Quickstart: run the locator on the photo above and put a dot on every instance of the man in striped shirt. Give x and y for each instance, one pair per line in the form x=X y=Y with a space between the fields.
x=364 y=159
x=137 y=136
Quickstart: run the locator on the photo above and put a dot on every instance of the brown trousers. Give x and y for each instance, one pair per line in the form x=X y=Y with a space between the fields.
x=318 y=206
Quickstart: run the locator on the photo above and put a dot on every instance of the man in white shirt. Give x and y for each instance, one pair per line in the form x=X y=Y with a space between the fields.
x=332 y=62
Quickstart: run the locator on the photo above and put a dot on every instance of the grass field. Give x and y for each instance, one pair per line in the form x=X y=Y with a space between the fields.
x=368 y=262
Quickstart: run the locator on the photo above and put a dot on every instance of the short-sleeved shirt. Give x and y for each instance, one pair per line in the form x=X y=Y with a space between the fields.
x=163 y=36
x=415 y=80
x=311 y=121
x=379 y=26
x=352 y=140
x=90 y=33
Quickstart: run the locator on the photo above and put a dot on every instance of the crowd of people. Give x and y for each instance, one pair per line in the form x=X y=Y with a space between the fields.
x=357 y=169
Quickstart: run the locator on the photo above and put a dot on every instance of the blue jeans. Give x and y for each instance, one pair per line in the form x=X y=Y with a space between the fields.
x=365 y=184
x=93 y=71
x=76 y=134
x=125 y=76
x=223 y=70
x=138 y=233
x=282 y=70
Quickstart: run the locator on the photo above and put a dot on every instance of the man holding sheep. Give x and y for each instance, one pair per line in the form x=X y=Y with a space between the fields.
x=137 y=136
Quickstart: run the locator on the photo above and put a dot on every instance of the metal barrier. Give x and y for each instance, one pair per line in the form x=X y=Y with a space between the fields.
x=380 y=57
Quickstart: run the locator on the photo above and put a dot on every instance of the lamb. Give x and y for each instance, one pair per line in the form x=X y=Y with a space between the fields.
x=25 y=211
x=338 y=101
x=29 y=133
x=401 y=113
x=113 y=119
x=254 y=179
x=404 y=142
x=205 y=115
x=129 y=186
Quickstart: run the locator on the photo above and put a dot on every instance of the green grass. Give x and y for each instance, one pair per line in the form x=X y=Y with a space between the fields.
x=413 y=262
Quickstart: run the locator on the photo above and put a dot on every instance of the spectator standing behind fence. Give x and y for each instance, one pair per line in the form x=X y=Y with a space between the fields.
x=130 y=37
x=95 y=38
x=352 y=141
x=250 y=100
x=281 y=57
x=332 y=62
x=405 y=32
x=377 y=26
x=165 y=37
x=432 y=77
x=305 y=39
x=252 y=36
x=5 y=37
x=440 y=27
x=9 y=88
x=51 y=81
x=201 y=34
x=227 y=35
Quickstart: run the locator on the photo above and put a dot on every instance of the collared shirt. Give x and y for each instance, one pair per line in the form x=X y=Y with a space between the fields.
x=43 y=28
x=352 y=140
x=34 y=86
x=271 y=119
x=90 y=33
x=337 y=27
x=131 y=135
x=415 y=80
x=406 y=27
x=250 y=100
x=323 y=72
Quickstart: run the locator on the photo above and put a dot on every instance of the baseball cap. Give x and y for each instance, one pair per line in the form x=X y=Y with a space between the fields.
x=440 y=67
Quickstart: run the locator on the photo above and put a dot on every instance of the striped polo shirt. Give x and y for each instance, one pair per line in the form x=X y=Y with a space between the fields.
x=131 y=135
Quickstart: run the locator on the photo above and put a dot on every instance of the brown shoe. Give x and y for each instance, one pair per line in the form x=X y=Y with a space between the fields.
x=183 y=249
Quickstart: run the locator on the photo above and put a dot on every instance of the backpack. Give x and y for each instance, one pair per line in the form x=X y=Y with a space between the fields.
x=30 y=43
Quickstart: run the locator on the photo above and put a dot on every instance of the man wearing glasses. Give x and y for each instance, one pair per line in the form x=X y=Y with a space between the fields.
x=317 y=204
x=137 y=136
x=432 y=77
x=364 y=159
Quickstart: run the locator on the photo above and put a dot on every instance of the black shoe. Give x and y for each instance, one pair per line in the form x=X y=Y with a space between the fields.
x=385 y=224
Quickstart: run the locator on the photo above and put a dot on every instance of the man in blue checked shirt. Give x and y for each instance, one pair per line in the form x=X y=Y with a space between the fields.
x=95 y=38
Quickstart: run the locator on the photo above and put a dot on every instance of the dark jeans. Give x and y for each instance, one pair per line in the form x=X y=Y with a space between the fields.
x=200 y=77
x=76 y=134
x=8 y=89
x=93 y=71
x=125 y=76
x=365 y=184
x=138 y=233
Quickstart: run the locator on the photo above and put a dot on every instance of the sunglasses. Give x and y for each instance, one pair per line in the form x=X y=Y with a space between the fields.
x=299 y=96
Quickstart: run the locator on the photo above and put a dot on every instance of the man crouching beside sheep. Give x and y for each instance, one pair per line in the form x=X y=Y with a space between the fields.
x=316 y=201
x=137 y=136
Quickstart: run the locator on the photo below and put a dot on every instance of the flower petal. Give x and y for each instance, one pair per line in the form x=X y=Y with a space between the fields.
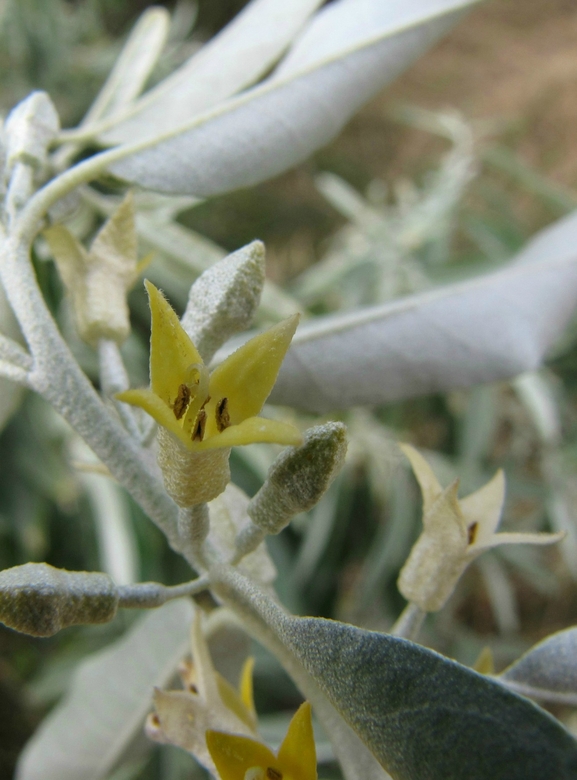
x=255 y=429
x=171 y=350
x=297 y=755
x=246 y=687
x=247 y=376
x=157 y=409
x=234 y=755
x=484 y=507
x=428 y=482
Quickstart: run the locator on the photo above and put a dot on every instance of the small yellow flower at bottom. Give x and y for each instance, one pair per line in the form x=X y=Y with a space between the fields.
x=242 y=758
x=203 y=415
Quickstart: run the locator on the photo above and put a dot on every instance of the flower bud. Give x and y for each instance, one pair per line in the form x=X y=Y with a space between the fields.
x=98 y=281
x=299 y=477
x=40 y=600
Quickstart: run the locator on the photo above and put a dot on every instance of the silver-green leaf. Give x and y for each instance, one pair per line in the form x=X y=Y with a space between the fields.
x=426 y=717
x=548 y=671
x=231 y=61
x=492 y=327
x=111 y=694
x=349 y=51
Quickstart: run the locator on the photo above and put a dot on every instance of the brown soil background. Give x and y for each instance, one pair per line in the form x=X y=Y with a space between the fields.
x=510 y=60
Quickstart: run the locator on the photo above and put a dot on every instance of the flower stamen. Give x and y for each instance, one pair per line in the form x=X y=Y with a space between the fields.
x=222 y=415
x=199 y=426
x=181 y=401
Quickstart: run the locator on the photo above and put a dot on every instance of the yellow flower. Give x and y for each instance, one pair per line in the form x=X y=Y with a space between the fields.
x=203 y=415
x=242 y=758
x=208 y=701
x=455 y=532
x=98 y=281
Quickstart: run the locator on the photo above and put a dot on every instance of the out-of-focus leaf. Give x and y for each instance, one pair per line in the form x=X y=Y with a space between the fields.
x=425 y=717
x=111 y=694
x=349 y=51
x=10 y=392
x=547 y=671
x=137 y=59
x=233 y=60
x=493 y=327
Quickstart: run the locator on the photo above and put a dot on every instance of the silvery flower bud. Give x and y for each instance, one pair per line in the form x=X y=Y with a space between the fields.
x=299 y=477
x=40 y=600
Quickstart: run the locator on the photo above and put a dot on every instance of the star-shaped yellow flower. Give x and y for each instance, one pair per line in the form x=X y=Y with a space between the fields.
x=455 y=532
x=208 y=701
x=242 y=758
x=203 y=412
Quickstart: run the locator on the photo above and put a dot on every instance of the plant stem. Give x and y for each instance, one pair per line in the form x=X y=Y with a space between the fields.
x=148 y=595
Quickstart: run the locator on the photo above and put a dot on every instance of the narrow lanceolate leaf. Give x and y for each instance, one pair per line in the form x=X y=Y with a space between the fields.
x=231 y=61
x=137 y=59
x=493 y=327
x=423 y=716
x=109 y=699
x=349 y=51
x=547 y=671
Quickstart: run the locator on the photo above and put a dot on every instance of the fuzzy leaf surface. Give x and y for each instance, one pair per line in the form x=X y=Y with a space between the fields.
x=425 y=717
x=86 y=734
x=547 y=671
x=134 y=65
x=349 y=51
x=231 y=61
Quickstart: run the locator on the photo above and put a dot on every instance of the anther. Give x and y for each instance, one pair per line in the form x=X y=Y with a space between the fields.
x=222 y=415
x=181 y=401
x=199 y=426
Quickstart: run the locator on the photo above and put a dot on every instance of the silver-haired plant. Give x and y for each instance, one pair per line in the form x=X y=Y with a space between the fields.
x=278 y=82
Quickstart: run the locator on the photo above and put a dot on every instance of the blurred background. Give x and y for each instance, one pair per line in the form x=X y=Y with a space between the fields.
x=447 y=173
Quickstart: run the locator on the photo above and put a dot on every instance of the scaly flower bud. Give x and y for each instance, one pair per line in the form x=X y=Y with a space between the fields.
x=203 y=415
x=98 y=281
x=40 y=600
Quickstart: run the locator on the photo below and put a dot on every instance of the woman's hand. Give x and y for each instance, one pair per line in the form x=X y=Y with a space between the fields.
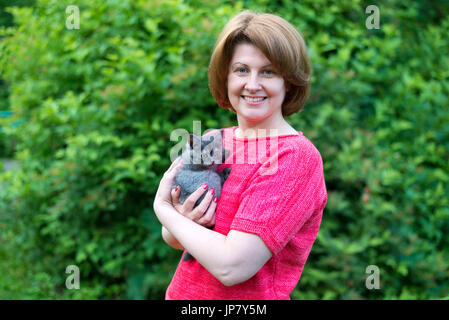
x=204 y=213
x=163 y=194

____

* [Task directions]:
Quote, word for word and nothing more, every line from the line with "of the plant" to the end of the entries, including both ends; skip any pictures.

* [The result]:
Quickstart: run the locator on the photo above and put a dot on every instance of the plant stem. Give x and y for each instance, one pair per line in the form x=X y=Y with a space between the fields.
x=148 y=595
Quickstart: run the locator on the photo above and put a dot on every instance of the narrow lanceolate leaf. Give x and y for each instance, one pair per line in the form x=X y=Y with a space between the fields.
x=231 y=61
x=137 y=59
x=493 y=327
x=423 y=716
x=109 y=699
x=349 y=51
x=547 y=671
Quickstart: run the locator on the photo above and put a dot on every instance of the fuzzy leaf surface. Give x and y for each instance, one pair per line in the form x=X y=Y with a space between the fields.
x=425 y=717
x=86 y=734
x=547 y=671
x=134 y=65
x=349 y=51
x=231 y=61
Quickstart: run the locator on the photo above and put a dot on every instance of the anther. Give x and y for each instance, one pair per line in the form x=X y=Y with a space between the fields.
x=222 y=415
x=181 y=401
x=199 y=426
Quickstart: run the locator on the photo above and put a dot on every instance of the silver-haired plant. Give x and y for each instance, one pair per line in the form x=X y=Y with a space between the fields.
x=278 y=82
Quickstart: run the locator on the photo above and put a dot on every instance of the blurred background. Give x and y for each instance, one pair per line in the form x=X y=Y with a space between the fields.
x=447 y=173
Quickstart: run the locator on the photo above and put a dot on every instance of the scaly flower bud. Give x and y for each instance, one pair per line in the form x=X y=Y with a space between the fields.
x=203 y=415
x=98 y=281
x=40 y=600
Quickstart: run the locator on the photo below and put a dot on every instance of the woman's hand. Give x and y for each instance, one pair per line in the form x=X y=Y with a space between the fields.
x=204 y=213
x=163 y=194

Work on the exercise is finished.